* _EXERCISE_: Retype the rows exactly, starting at the line that contains "# point: sky" and ending at the last line of the rows.

* _MATERIAL SUPPLIED_:
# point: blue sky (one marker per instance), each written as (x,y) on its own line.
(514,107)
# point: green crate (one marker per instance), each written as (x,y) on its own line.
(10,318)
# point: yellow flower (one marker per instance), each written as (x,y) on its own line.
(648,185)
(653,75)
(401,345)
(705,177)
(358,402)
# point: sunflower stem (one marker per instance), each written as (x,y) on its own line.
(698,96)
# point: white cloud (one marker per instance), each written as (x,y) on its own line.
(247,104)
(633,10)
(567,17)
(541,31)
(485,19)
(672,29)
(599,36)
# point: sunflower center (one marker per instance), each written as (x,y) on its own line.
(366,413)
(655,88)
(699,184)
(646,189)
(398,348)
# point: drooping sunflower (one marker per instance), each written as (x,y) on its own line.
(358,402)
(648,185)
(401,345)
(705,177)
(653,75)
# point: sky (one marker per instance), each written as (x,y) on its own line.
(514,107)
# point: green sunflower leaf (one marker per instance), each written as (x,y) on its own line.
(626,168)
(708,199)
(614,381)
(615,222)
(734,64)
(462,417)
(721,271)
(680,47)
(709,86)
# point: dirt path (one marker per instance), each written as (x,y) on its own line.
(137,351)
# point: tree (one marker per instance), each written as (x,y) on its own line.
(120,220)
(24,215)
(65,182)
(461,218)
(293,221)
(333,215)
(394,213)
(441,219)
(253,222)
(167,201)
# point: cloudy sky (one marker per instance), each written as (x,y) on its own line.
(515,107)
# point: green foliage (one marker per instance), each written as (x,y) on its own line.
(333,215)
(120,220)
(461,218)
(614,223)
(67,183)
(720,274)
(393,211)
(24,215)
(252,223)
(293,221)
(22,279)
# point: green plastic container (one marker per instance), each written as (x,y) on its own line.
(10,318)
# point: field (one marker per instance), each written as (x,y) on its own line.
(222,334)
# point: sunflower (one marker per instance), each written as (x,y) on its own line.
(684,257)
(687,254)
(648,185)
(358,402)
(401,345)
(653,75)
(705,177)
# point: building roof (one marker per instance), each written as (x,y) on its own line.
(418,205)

* _SOLUTION FOR THIS PROBLEM_:
# point: sky (one marker per instance), each written as (x,y) on its own line.
(514,107)
# point: green sunflower leaf (one marker per instance), each written as (x,y) on its own line.
(626,168)
(708,199)
(614,381)
(615,222)
(734,64)
(462,417)
(721,271)
(680,47)
(709,86)
# point: dirt path (one marker per instance), each written as (x,y) on its own line.
(137,351)
# point: tree (one marker per instance), each written as (x,y) on its own line.
(120,220)
(24,215)
(65,182)
(461,218)
(293,221)
(333,215)
(394,213)
(441,219)
(253,222)
(167,201)
# point: cloudy sky (one marker per instance), each written as (x,y) on its own line.
(515,107)
# point: green foliage (one marker per instance), each written as (x,y) on its own line.
(333,215)
(120,220)
(461,218)
(614,223)
(67,183)
(720,274)
(393,211)
(24,215)
(252,223)
(293,221)
(22,279)
# point: green plastic container (one marker per instance), each written as (x,y) on its own line.
(10,318)
# point: field (one marker per instance), each written as (x,y) on its own line.
(222,334)
# point: sunflower (one marker per instance), each written as (x,y) on its own line.
(684,257)
(687,254)
(648,185)
(358,402)
(401,345)
(653,75)
(705,177)
# point: building roof (one marker per instance), each written as (x,y) on its own line.
(418,205)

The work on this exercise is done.